**Tugas Tertulis**:
Tulis ulang seluruh berita tentang APBN 2019 di bawah ini tanpa mengubah satu kata pun.
----- Teks Bacaan
Sabtu 22 Jun 2019 05:30 WIB

Pemerintah Belum Lihat Urgensi Mengubah APBN 2019

Saat ini pemerintah terus memantau pelaksanaan APBN 2019 secara konsisten

Rep: Adinda Pryanka/ Red: Nidia Zuraya
Menteri Keuangan Sri Mulyani (tengah) dalam konferensi pers mengenai kinerja APBN sampai akhir Mei 2019 di kantornya, Jakarta, Jumat (21/6).
Foto: Republika/Adinda Pryanka
Menteri Keuangan Sri Mulyani (tengah) dalam konferensi pers mengenai kinerja APBN sampai akhir Mei 2019 di kantornya, Jakarta, Jumat (21/6).

REPUBLIKA.CO.ID, JAKARTA -- Direktur Jenderal Anggaran Kementerian Keuangan (Kemenkeu) Askolani menilai, pemerintah belum menilai urgensi perubahan terhadap Anggaran Pendapatan dan Belanja Negara (APBN) 2019. Pemerintah setidaknya akan memantau kinerja sampai akhir semester pertama untuk mempelajari apakah APBN Perubahan perlu dilakukan atau tidak.

Askolani menjelaskan, sampai saat ini pemerintah terus memantau pelaksanaan APBN 2019 secara konsisten yang akan menentukan arahan dari kebijakan apakah ada perubahan atau tidak. "Dalam satu bulan ke depan, pemerintah akan sampaikan kinerja semester satu dan outlook 2019 terlebih dahulu," tuturnya dalam konferensi pers mengenai kinerja APBN di kantornya, Jakarta, Jumat (21/6).
----------
----- Data Mentah
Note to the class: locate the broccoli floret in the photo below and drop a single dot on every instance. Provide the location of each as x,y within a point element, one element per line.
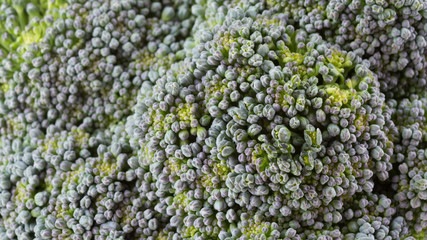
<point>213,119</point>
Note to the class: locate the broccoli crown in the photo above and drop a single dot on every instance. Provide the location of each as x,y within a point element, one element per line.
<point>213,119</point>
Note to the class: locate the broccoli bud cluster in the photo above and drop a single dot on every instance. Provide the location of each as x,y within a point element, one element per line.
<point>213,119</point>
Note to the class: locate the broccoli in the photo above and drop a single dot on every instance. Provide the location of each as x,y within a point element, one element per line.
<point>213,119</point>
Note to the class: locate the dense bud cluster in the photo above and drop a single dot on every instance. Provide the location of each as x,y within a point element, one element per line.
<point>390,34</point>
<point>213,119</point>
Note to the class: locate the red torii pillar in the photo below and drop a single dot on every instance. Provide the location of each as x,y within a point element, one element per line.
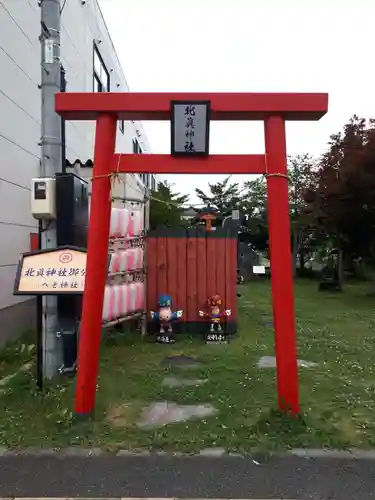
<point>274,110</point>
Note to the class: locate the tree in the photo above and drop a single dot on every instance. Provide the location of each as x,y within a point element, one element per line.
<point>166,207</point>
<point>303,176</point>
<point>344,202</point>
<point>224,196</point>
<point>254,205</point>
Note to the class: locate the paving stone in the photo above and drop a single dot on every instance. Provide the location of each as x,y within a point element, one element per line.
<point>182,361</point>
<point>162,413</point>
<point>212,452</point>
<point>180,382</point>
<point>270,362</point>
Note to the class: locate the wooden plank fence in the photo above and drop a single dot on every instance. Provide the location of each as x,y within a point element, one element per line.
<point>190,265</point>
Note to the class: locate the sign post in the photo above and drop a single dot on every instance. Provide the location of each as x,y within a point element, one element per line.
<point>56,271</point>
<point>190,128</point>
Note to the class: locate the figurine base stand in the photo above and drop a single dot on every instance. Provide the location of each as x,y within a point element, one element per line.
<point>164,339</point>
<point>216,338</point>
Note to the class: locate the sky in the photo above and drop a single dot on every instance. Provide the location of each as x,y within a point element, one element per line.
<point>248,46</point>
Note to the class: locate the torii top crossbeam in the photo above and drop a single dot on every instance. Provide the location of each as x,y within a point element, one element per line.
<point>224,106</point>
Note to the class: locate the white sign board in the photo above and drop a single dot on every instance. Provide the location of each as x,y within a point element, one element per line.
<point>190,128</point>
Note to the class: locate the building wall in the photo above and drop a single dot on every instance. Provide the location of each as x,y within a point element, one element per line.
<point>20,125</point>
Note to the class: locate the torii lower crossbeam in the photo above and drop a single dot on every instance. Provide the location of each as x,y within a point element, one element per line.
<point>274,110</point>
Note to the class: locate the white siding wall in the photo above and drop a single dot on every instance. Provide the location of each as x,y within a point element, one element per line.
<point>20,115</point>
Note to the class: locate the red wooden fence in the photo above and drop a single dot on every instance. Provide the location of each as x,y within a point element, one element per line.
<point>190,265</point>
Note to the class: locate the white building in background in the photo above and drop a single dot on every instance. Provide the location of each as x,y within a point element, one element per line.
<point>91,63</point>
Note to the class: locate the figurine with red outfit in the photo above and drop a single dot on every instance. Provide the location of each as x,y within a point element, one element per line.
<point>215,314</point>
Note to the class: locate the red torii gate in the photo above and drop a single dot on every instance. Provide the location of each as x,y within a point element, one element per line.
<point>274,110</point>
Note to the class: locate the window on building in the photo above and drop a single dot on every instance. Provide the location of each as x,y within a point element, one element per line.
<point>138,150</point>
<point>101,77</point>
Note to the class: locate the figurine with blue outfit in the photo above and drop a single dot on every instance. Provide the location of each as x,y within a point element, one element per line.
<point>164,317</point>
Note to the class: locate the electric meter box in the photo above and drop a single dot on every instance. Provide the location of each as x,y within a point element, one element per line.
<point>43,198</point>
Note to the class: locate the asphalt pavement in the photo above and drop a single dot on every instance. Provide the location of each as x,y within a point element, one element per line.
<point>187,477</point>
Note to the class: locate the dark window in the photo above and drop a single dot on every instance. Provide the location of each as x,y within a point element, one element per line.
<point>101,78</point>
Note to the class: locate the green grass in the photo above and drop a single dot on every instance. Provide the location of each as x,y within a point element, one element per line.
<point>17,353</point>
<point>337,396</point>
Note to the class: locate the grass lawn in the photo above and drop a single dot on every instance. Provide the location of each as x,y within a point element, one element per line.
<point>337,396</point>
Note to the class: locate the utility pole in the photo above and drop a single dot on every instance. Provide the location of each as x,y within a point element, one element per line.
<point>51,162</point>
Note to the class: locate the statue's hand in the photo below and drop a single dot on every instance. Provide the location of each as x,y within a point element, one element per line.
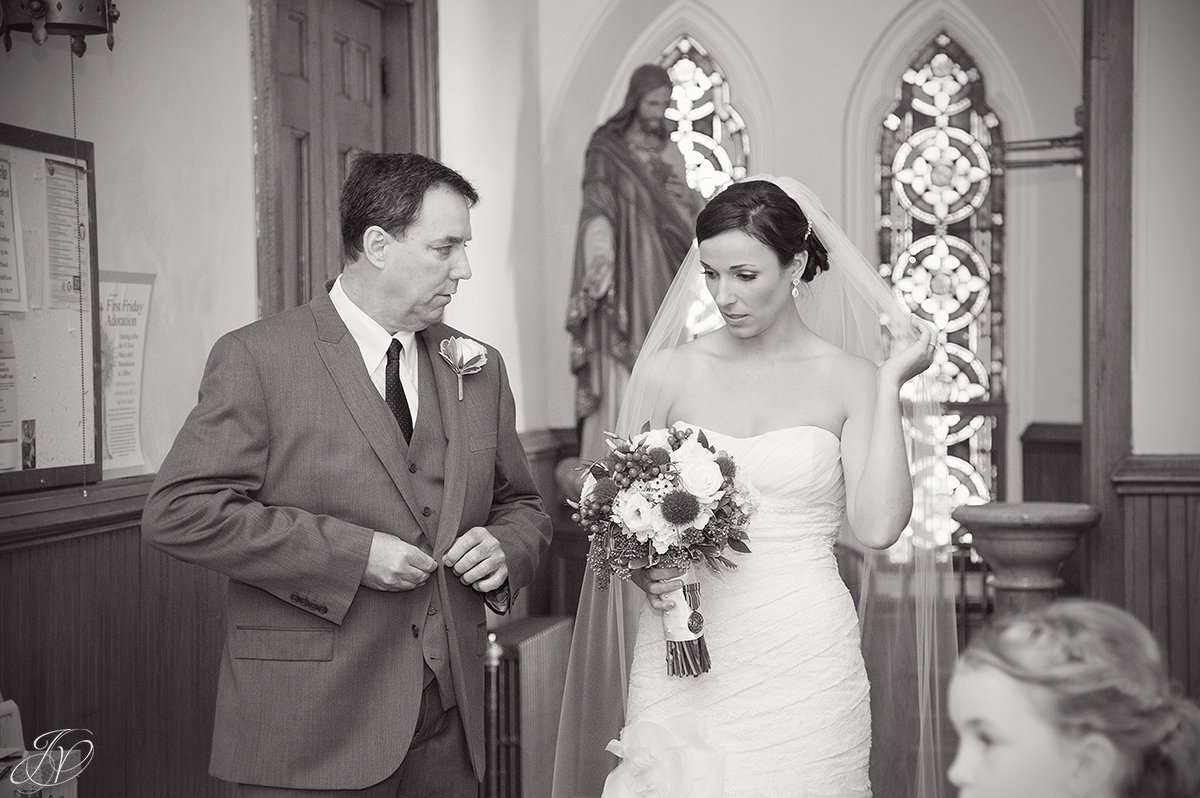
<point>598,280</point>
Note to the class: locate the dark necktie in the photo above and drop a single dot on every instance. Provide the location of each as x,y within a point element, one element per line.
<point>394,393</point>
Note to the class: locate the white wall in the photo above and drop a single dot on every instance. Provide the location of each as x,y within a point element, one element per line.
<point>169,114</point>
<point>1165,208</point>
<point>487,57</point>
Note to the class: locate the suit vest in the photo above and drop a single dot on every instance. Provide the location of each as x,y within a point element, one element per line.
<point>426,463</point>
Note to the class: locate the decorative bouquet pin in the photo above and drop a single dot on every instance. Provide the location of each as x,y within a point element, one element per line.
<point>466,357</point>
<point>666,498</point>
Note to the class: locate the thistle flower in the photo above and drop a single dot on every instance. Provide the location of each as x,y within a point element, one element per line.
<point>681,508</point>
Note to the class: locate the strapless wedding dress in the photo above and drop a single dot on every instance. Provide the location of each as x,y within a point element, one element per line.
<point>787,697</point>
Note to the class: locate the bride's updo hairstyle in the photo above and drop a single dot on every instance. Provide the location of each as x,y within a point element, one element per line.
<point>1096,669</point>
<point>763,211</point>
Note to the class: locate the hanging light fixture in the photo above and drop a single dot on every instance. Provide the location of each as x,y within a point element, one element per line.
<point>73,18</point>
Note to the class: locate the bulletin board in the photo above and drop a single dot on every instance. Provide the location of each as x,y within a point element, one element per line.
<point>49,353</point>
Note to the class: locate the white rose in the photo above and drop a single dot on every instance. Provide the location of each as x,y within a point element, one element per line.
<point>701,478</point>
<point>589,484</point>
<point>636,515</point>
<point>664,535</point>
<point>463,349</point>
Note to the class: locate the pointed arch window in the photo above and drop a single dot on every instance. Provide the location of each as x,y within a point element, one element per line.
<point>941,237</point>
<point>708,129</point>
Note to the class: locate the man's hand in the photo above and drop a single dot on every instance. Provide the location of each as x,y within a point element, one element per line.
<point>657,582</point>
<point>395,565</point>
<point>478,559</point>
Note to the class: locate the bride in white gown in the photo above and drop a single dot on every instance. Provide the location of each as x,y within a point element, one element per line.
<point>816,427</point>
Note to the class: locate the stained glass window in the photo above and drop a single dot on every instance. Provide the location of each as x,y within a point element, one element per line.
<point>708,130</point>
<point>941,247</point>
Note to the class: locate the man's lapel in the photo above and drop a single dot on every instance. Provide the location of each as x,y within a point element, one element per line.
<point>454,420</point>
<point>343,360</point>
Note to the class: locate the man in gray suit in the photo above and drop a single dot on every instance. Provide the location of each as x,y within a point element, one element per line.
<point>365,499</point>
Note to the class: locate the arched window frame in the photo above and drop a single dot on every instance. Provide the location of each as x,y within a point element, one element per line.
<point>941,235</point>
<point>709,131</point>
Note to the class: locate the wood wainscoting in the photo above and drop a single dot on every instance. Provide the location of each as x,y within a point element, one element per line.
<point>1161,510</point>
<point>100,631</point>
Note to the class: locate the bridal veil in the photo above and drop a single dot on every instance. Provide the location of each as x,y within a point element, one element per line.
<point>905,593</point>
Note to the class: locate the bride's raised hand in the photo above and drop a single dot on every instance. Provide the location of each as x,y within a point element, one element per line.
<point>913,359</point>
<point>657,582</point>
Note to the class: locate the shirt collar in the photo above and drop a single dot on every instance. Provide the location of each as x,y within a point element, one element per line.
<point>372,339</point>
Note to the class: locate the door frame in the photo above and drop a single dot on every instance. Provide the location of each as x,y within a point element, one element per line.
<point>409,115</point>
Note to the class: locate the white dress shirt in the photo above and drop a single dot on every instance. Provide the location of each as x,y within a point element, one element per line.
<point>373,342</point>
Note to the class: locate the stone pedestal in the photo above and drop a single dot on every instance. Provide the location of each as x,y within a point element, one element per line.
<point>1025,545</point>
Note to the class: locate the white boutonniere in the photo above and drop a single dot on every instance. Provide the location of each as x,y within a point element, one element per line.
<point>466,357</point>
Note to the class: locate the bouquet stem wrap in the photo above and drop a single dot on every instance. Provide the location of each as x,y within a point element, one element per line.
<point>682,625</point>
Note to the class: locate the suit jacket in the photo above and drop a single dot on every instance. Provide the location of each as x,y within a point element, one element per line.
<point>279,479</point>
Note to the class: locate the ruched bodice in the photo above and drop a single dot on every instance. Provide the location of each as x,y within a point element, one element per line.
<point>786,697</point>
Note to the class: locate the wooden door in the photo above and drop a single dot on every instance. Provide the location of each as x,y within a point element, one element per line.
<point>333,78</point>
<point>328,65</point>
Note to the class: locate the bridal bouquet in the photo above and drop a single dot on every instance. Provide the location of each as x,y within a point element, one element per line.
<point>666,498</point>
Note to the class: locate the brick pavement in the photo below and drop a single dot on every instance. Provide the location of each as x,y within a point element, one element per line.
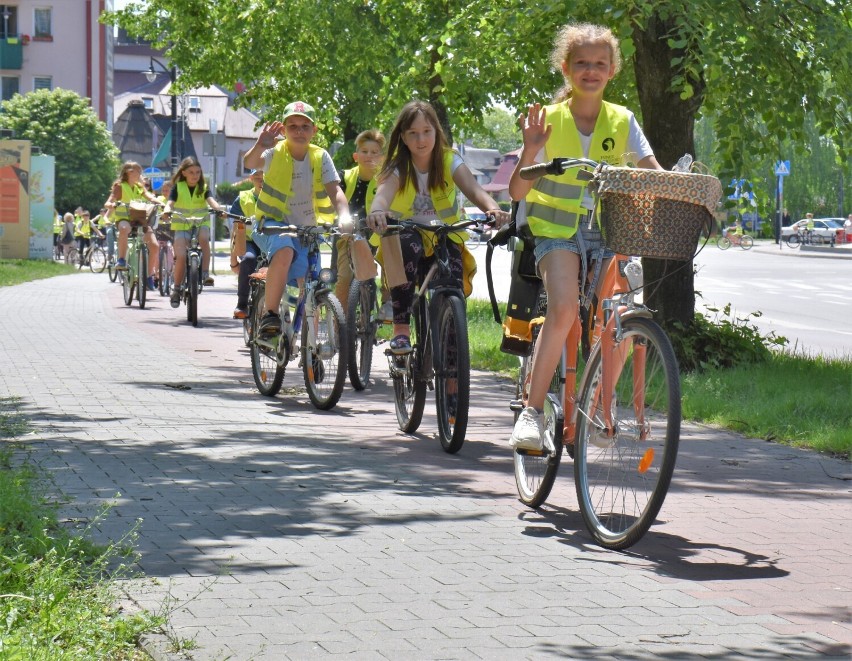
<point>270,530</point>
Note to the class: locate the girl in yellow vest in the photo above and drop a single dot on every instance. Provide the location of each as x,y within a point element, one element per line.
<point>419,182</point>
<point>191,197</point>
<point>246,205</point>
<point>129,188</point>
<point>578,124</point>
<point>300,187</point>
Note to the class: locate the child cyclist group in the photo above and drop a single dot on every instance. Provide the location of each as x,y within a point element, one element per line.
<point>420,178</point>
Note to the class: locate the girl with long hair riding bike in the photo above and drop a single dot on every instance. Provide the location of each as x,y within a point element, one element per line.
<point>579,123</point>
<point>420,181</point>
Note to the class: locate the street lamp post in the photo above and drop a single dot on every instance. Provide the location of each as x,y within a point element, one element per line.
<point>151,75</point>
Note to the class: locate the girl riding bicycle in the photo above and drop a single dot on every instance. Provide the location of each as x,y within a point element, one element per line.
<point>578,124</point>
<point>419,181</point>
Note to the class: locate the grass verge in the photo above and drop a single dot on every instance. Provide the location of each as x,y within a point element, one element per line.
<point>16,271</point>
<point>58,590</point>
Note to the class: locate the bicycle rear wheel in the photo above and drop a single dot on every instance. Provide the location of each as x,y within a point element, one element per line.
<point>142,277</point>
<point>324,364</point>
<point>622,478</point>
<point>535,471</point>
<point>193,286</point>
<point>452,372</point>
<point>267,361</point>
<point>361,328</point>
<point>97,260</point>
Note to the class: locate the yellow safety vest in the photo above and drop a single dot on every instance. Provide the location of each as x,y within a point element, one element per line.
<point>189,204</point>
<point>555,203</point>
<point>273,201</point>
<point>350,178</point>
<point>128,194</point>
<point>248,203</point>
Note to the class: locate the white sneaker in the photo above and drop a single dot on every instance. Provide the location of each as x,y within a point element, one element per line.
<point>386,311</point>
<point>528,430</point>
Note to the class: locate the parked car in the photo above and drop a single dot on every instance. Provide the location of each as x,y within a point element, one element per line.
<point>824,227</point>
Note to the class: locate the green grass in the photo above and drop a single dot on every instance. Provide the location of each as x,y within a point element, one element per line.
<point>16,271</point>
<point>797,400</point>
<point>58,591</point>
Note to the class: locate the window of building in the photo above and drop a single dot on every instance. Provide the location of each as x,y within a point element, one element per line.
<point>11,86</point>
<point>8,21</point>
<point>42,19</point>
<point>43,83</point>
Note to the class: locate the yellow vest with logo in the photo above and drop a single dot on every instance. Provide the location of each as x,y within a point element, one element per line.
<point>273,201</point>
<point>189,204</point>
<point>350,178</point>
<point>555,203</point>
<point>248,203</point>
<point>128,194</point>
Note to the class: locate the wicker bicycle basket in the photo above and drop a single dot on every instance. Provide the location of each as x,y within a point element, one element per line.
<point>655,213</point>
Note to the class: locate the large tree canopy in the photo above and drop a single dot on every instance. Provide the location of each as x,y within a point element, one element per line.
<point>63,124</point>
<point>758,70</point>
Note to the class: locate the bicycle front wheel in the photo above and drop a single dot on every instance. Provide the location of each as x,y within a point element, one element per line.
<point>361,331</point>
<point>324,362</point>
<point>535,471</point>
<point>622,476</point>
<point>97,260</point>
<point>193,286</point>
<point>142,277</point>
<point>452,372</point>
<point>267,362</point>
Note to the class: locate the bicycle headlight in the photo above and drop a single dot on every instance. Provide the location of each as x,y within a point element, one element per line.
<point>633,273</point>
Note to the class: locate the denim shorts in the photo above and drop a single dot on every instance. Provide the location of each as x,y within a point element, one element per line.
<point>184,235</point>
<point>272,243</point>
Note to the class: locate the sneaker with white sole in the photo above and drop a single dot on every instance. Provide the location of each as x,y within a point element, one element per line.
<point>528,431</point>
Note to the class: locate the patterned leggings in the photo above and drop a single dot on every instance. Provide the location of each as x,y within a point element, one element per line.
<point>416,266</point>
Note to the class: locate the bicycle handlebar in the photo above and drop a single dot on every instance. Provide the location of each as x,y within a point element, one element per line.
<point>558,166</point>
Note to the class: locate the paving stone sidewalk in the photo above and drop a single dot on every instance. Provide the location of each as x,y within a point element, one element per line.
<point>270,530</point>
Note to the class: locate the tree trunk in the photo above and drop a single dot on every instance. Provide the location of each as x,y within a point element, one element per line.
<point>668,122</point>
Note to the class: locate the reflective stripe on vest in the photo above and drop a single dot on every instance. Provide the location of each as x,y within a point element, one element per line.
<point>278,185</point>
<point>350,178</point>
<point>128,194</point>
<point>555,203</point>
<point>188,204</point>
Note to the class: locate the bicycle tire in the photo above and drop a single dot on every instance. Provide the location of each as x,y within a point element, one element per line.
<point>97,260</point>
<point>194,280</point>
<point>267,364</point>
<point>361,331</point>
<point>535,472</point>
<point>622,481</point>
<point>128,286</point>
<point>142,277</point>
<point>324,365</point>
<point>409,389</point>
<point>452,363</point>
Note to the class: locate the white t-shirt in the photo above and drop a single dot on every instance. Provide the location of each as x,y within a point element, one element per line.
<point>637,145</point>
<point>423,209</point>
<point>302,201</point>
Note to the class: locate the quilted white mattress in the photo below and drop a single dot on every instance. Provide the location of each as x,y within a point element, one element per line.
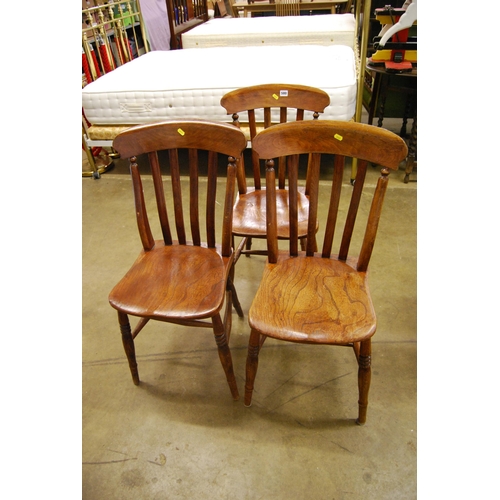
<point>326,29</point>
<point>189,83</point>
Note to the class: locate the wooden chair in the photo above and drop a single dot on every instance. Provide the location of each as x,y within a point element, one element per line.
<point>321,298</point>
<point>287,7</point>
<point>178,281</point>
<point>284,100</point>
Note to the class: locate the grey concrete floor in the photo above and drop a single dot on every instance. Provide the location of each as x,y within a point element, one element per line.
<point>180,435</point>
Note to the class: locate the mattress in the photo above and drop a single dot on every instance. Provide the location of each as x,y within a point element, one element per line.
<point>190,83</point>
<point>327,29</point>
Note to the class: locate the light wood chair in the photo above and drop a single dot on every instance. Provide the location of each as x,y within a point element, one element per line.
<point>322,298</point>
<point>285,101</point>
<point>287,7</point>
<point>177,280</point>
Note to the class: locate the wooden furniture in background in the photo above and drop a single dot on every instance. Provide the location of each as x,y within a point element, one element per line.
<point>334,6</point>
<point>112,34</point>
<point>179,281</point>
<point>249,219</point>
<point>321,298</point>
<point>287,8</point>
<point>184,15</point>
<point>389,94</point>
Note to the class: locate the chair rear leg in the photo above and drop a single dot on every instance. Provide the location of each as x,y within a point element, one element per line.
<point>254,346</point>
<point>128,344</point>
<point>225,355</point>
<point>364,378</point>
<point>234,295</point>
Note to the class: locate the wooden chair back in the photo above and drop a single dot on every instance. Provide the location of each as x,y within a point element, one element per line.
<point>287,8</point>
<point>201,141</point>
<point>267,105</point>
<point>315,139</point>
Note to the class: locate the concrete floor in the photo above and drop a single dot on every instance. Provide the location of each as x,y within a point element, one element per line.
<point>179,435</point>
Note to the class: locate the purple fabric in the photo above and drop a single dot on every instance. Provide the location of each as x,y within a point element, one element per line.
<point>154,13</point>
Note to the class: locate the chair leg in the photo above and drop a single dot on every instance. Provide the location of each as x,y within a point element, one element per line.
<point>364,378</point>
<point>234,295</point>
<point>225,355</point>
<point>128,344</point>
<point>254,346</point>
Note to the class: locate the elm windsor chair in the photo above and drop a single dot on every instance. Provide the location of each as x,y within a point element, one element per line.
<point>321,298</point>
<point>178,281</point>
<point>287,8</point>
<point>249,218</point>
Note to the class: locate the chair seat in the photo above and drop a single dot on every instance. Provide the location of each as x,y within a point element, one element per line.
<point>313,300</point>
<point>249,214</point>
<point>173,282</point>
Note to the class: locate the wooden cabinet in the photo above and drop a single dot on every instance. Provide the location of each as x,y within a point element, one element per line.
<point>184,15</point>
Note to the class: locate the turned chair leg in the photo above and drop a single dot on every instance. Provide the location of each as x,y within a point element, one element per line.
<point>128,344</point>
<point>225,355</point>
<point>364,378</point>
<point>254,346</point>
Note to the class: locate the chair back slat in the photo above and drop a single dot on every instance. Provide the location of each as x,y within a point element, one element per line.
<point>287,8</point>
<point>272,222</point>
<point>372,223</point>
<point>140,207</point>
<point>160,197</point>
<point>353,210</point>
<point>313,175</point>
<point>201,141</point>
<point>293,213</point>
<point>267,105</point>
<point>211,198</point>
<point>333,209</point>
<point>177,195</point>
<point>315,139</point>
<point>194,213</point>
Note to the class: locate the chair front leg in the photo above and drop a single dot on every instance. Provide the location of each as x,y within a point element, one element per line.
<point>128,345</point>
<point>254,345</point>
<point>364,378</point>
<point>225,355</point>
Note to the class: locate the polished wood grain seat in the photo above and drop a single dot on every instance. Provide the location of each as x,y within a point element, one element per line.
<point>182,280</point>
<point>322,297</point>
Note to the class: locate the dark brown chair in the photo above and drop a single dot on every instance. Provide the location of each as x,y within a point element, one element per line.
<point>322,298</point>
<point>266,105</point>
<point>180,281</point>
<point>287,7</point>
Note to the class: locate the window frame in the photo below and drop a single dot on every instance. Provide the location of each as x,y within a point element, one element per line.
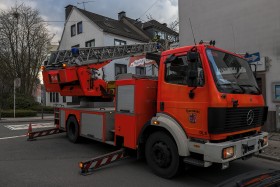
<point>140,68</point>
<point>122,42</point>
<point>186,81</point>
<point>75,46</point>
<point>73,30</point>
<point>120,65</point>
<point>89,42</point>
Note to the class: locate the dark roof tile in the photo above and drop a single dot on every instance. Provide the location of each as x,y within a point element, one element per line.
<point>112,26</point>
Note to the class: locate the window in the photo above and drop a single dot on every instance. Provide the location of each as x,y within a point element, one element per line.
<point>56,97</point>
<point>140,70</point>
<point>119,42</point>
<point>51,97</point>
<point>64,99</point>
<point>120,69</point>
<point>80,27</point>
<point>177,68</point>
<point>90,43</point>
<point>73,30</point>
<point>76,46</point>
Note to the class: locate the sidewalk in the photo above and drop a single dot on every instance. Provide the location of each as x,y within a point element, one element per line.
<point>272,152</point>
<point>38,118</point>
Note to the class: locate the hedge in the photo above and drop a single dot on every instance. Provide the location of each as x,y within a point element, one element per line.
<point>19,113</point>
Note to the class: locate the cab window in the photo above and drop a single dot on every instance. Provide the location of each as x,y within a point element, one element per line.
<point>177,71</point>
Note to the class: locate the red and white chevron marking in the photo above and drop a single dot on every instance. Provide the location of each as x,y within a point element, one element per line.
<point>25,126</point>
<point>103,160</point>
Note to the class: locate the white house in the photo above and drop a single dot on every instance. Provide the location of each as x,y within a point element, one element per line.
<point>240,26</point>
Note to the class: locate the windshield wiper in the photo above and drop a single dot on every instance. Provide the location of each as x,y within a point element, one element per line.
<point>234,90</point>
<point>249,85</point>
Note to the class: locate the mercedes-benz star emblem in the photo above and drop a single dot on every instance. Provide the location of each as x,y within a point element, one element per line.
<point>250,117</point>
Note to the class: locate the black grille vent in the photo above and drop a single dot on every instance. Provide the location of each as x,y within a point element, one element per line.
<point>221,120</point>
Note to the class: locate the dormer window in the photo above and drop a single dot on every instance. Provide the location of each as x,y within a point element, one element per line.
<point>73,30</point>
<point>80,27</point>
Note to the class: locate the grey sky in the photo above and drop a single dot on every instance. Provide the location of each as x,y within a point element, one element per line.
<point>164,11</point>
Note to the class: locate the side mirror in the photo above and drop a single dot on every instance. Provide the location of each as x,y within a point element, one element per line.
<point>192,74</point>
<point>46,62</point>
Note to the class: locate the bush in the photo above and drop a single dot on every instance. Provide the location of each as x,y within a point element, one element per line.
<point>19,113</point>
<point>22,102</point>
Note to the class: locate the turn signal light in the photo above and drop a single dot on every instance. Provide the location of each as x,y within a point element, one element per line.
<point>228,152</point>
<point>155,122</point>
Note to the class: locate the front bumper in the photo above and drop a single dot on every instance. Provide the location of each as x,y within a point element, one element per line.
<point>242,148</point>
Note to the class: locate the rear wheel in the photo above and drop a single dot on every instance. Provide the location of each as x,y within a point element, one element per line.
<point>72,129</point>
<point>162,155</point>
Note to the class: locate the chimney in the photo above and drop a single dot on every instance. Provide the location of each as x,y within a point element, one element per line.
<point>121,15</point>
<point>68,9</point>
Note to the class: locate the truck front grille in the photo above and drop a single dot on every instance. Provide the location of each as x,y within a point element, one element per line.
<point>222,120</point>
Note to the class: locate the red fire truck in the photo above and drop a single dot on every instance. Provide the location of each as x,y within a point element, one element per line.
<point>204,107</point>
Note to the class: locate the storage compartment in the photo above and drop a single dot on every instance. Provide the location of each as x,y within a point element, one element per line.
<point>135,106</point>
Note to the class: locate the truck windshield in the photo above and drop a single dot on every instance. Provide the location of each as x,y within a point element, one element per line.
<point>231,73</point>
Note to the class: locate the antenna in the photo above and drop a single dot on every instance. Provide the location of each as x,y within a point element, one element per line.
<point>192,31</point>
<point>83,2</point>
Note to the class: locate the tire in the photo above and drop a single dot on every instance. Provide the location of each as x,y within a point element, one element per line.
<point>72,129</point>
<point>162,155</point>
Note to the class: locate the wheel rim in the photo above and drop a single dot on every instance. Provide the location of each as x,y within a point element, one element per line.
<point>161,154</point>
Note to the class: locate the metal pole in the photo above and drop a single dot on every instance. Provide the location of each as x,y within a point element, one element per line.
----------
**Hasil**:
Sabtu 22 Jun 2019 05:30 WIB

Pemerintah Belum Lihat Urgensi Mengubah APBN 2019

Saat ini pemerintah terus memantau pelaksanaan APBN 2019 secara konsisten

Rep: Adinda Pryanka/ Red: Nidia Zuraya
Menteri Keuangan Sri Mulyani (tengah) dalam konferensi pers mengenai kinerja APBN sampai akhir Mei 2019 di kantornya, Jakarta, Jumat (21/6).
Foto: Republika/Adinda Pryanka
Menteri Keuangan Sri Mulyani (tengah) dalam konferensi pers mengenai kinerja APBN sampai akhir Mei 2019 di kantornya, Jakarta, Jumat (21/6).

REPUBLIKA.CO.ID, JAKARTA -- Direktur Jenderal Anggaran Kementerian Keuangan (Kemenkeu) Askolani menilai, pemerintah belum menilai urgensi perubahan terhadap Anggaran Pendapatan dan Belanja Negara (APBN) 2019. Pemerintah setidaknya akan memantau kinerja sampai akhir semester pertama untuk mempelajari apakah APBN Perubahan perlu dilakukan atau tidak.

Askolani menjelaskan, sampai saat ini pemerintah terus memantau pelaksanaan APBN 2019 secara konsisten yang akan menentukan arahan dari kebijakan apakah ada perubahan atau tidak. "Dalam satu bulan ke depan, pemerintah akan sampaikan kinerja semester satu dan outlook 2019 terlebih dahulu," tuturnya dalam konferensi pers mengenai kinerja APBN di kantornya, Jakarta, Jumat (21/6).